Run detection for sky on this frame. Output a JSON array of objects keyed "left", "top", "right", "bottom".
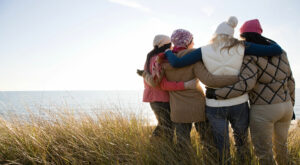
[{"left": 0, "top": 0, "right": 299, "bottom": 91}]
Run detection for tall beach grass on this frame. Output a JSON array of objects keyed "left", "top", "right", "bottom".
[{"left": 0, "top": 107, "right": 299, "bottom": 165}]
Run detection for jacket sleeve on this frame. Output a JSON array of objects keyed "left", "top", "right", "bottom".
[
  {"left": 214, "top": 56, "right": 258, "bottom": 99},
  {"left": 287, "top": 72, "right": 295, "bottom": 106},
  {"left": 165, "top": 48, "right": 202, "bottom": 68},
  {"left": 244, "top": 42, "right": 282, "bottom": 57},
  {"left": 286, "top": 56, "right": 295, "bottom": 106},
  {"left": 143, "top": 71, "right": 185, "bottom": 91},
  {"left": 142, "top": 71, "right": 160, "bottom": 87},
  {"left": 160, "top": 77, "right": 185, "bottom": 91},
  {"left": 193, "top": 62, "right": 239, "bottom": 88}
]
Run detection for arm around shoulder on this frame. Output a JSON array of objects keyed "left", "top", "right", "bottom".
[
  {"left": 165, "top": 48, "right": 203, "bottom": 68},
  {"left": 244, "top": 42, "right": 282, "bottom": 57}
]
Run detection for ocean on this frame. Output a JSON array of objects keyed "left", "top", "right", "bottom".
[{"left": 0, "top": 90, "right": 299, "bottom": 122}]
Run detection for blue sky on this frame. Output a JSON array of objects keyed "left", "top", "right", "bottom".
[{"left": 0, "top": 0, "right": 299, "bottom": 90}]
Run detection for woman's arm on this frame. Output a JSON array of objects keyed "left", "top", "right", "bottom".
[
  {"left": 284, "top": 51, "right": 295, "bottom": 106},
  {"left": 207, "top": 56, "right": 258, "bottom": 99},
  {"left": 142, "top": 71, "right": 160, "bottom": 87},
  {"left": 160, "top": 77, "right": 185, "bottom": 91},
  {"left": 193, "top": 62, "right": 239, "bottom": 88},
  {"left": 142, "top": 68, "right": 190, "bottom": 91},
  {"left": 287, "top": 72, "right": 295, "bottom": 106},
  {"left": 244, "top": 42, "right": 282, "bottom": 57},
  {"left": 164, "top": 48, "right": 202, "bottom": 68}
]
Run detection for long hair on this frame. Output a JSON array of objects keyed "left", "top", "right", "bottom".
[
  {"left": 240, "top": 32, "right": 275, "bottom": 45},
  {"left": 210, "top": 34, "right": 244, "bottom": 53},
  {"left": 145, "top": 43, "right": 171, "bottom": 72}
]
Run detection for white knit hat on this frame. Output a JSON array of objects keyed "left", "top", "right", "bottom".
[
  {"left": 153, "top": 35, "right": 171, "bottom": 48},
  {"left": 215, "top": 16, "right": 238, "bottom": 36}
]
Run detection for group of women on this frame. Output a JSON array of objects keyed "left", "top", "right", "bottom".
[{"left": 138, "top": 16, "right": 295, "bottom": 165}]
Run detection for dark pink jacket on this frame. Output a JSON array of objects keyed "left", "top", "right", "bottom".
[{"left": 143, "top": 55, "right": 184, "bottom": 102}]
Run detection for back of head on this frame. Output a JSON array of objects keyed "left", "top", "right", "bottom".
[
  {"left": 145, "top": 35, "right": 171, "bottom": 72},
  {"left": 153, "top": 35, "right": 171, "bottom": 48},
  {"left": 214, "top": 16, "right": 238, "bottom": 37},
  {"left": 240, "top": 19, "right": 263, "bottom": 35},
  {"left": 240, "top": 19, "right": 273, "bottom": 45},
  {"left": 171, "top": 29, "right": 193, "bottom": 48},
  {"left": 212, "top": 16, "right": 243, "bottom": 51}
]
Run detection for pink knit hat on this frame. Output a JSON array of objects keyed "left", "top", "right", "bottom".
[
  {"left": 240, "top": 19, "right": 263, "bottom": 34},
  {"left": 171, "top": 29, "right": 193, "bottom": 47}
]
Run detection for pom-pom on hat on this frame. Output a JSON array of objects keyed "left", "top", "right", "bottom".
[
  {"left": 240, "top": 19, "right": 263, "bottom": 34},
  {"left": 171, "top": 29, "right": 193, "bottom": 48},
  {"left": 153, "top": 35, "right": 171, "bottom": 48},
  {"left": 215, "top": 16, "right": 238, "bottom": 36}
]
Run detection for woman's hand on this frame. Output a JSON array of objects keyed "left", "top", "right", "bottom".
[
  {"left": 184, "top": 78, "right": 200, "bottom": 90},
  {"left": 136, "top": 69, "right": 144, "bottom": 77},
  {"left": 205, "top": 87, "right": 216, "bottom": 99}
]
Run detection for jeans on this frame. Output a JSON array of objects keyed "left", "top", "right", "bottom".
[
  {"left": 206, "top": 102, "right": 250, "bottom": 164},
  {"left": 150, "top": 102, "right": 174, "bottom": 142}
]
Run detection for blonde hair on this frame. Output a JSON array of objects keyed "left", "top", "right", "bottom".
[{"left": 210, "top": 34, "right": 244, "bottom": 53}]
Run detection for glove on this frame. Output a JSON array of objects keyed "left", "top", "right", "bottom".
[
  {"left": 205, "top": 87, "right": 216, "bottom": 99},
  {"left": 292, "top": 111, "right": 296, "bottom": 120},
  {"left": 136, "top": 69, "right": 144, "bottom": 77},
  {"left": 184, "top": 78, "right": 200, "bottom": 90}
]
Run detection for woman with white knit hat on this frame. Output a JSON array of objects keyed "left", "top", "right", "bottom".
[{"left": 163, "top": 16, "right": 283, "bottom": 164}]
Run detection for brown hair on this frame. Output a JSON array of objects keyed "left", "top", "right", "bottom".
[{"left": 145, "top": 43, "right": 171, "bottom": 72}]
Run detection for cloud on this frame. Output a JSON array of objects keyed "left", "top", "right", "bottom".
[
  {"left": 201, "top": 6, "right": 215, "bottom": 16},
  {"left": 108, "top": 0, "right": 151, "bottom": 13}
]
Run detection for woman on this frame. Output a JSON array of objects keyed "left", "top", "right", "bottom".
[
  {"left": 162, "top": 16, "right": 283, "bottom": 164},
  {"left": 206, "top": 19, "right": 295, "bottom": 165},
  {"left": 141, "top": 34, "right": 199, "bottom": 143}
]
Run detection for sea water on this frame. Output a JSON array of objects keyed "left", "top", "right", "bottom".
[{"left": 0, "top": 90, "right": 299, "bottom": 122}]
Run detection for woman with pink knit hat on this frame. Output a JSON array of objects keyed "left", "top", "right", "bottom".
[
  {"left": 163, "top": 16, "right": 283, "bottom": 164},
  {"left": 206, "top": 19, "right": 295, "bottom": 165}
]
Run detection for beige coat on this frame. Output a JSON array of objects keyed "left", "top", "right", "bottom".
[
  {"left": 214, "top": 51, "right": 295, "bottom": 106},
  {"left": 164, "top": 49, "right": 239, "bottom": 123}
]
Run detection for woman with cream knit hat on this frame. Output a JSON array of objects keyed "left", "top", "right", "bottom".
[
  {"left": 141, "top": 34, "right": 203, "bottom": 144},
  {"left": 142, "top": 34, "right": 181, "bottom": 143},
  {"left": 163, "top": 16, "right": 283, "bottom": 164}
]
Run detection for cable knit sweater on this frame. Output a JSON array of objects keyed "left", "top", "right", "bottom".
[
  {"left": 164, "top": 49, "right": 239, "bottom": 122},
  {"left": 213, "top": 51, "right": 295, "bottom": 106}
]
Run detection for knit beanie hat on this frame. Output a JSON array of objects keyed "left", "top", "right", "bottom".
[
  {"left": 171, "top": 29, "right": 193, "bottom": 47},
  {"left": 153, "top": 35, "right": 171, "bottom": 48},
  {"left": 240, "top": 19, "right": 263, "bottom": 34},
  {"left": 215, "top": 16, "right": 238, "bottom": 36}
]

**What you will do:**
Every record above should reappear exactly, with the pictures gone.

**Your response:**
Run detection for sky on this frame. Output a JSON array of objects keyed "left", "top", "right", "bottom".
[{"left": 0, "top": 0, "right": 299, "bottom": 91}]
Run detection for tall beach grass on this frame. Output a JSON array of objects keyed "left", "top", "right", "bottom".
[{"left": 0, "top": 107, "right": 299, "bottom": 165}]
Run detection for jacket sleeve on this frame. Output a JSON array of objects keyed "left", "top", "right", "bottom".
[
  {"left": 214, "top": 56, "right": 258, "bottom": 99},
  {"left": 287, "top": 72, "right": 295, "bottom": 106},
  {"left": 165, "top": 48, "right": 202, "bottom": 68},
  {"left": 244, "top": 42, "right": 282, "bottom": 57},
  {"left": 286, "top": 56, "right": 295, "bottom": 106},
  {"left": 143, "top": 71, "right": 185, "bottom": 91},
  {"left": 142, "top": 71, "right": 160, "bottom": 87},
  {"left": 160, "top": 77, "right": 185, "bottom": 91},
  {"left": 193, "top": 62, "right": 239, "bottom": 88}
]
Run detection for arm around shoulder on this frame. Output a JSON array of objects keyed "left", "top", "right", "bottom".
[
  {"left": 165, "top": 48, "right": 203, "bottom": 68},
  {"left": 244, "top": 42, "right": 282, "bottom": 57}
]
Run detection for ocean on this frame. Output a JSON array of objects keyed "left", "top", "right", "bottom".
[{"left": 0, "top": 90, "right": 299, "bottom": 122}]
Run detection for blue sky on this frame. Output a JSON array of objects keyed "left", "top", "right", "bottom".
[{"left": 0, "top": 0, "right": 299, "bottom": 90}]
Run detection for woman's arm on this frame. Output a JSON array of objects keyed "left", "top", "right", "bottom".
[
  {"left": 284, "top": 51, "right": 295, "bottom": 106},
  {"left": 207, "top": 56, "right": 258, "bottom": 99},
  {"left": 142, "top": 71, "right": 160, "bottom": 87},
  {"left": 160, "top": 77, "right": 185, "bottom": 91},
  {"left": 193, "top": 62, "right": 239, "bottom": 88},
  {"left": 142, "top": 68, "right": 190, "bottom": 91},
  {"left": 287, "top": 72, "right": 295, "bottom": 106},
  {"left": 244, "top": 42, "right": 282, "bottom": 57},
  {"left": 164, "top": 48, "right": 202, "bottom": 68}
]
Run detection for long hair on this frame. Output a JSON array of objects keyed "left", "top", "right", "bottom".
[
  {"left": 240, "top": 32, "right": 275, "bottom": 45},
  {"left": 210, "top": 34, "right": 244, "bottom": 53},
  {"left": 145, "top": 43, "right": 171, "bottom": 72}
]
Run detection for white knit hat on this frame. Output a JSON array of objects keyed "left", "top", "right", "bottom".
[
  {"left": 153, "top": 35, "right": 171, "bottom": 48},
  {"left": 215, "top": 16, "right": 238, "bottom": 36}
]
Run detection for group of women on this frame. Output a JSON array of objects keyed "left", "top", "right", "bottom".
[{"left": 138, "top": 16, "right": 295, "bottom": 165}]
Run detection for dark pink jacket on this frame. Output a JSON array of objects keyed "left", "top", "right", "bottom".
[{"left": 143, "top": 55, "right": 184, "bottom": 102}]
Run detection for back of head on this frame. Output a JSON array of objects keyed "left", "top", "right", "bottom".
[
  {"left": 145, "top": 35, "right": 171, "bottom": 72},
  {"left": 153, "top": 35, "right": 171, "bottom": 48},
  {"left": 214, "top": 16, "right": 238, "bottom": 37},
  {"left": 240, "top": 19, "right": 263, "bottom": 35},
  {"left": 240, "top": 19, "right": 273, "bottom": 45},
  {"left": 171, "top": 29, "right": 193, "bottom": 48},
  {"left": 212, "top": 16, "right": 243, "bottom": 51}
]
Run detection for pink knit hat on this frame. Output a JSON array of objects keyed "left", "top", "right", "bottom".
[
  {"left": 240, "top": 19, "right": 263, "bottom": 34},
  {"left": 171, "top": 29, "right": 193, "bottom": 47}
]
Run detection for pom-pom on hat on this frame. Output a JSON array of objects keyed "left", "top", "right", "bottom".
[
  {"left": 240, "top": 19, "right": 263, "bottom": 34},
  {"left": 171, "top": 29, "right": 193, "bottom": 48},
  {"left": 153, "top": 35, "right": 171, "bottom": 48},
  {"left": 215, "top": 16, "right": 238, "bottom": 36}
]
Run detection for woman's hand on this frame. Output a JSON array of objects keyed "left", "top", "right", "bottom".
[
  {"left": 184, "top": 78, "right": 200, "bottom": 90},
  {"left": 136, "top": 69, "right": 144, "bottom": 77},
  {"left": 205, "top": 87, "right": 216, "bottom": 99}
]
Run detection for jeans on this frame. Output a JSON array of objects keyed "left", "top", "right", "bottom".
[
  {"left": 206, "top": 102, "right": 250, "bottom": 164},
  {"left": 150, "top": 102, "right": 174, "bottom": 142}
]
Run detection for blonde hair on this frame. Output a JSON array of objects keyed "left", "top", "right", "bottom".
[{"left": 210, "top": 34, "right": 244, "bottom": 53}]
Run detection for glove on this frame. Output a JSON array of objects keyed "left", "top", "right", "bottom".
[
  {"left": 205, "top": 87, "right": 216, "bottom": 99},
  {"left": 292, "top": 111, "right": 296, "bottom": 120},
  {"left": 136, "top": 69, "right": 144, "bottom": 77},
  {"left": 184, "top": 78, "right": 200, "bottom": 90}
]
Run detection for woman with white knit hat on this frame. Output a JSON array of objects keyed "left", "top", "right", "bottom".
[{"left": 163, "top": 16, "right": 283, "bottom": 164}]
Run detection for brown hair on this frame. Output a JSON array of objects keyed "left", "top", "right", "bottom".
[{"left": 145, "top": 43, "right": 171, "bottom": 72}]
Run detection for cloud on this frame. Output a JSON array of objects keyed "left", "top", "right", "bottom".
[
  {"left": 201, "top": 6, "right": 215, "bottom": 16},
  {"left": 108, "top": 0, "right": 151, "bottom": 13}
]
Run detection for woman on this frame. Output a JSON array of objects keyed "left", "top", "right", "bottom".
[
  {"left": 162, "top": 16, "right": 283, "bottom": 164},
  {"left": 206, "top": 19, "right": 295, "bottom": 165},
  {"left": 141, "top": 34, "right": 199, "bottom": 143}
]
Run detection for sea water on this frame. Output a JSON array of objects keyed "left", "top", "right", "bottom".
[{"left": 0, "top": 90, "right": 299, "bottom": 122}]
Run detection for woman with pink knit hat on this frame. Output a JSON array of objects keyed "left", "top", "right", "bottom".
[
  {"left": 163, "top": 16, "right": 283, "bottom": 164},
  {"left": 206, "top": 19, "right": 295, "bottom": 165}
]
Run detection for beige coat on this frame. Output a JSON array of objects keyed "left", "top", "right", "bottom".
[
  {"left": 214, "top": 51, "right": 295, "bottom": 106},
  {"left": 164, "top": 49, "right": 239, "bottom": 123}
]
Run detection for woman with cream knit hat on this frame. Output a JSON array of objects keyed "left", "top", "right", "bottom".
[
  {"left": 141, "top": 34, "right": 203, "bottom": 144},
  {"left": 142, "top": 34, "right": 181, "bottom": 143},
  {"left": 163, "top": 16, "right": 283, "bottom": 164}
]
Run detection for cable knit sweater on this frame. Output a JSON array of objects keyed "left", "top", "right", "bottom".
[
  {"left": 164, "top": 49, "right": 239, "bottom": 122},
  {"left": 213, "top": 51, "right": 295, "bottom": 106}
]
Run detection for knit beanie hat on this frame. Output a JSON array of objects keyed "left", "top", "right", "bottom".
[
  {"left": 171, "top": 29, "right": 193, "bottom": 47},
  {"left": 153, "top": 35, "right": 171, "bottom": 48},
  {"left": 240, "top": 19, "right": 263, "bottom": 34},
  {"left": 215, "top": 16, "right": 238, "bottom": 36}
]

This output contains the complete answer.